:: Problem ::
The records below need to be copied in full. Match them exactly.

═════ Data for this task ═════

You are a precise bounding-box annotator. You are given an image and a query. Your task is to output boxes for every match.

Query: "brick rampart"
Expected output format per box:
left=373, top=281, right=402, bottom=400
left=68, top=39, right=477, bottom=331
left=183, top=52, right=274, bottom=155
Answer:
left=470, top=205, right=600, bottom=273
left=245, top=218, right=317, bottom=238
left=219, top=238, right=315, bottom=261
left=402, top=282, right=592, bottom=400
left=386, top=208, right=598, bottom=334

═════

:: Response area ::
You are a precise bounding-box annotator. You are given an image and a query. Your task is to output boxes for every match.

Query: "brick rampart"
Expected output format per box:
left=373, top=281, right=402, bottom=400
left=68, top=39, right=477, bottom=331
left=183, top=52, right=274, bottom=155
Answer:
left=470, top=205, right=600, bottom=273
left=245, top=218, right=317, bottom=238
left=219, top=238, right=315, bottom=261
left=402, top=282, right=592, bottom=400
left=386, top=208, right=598, bottom=334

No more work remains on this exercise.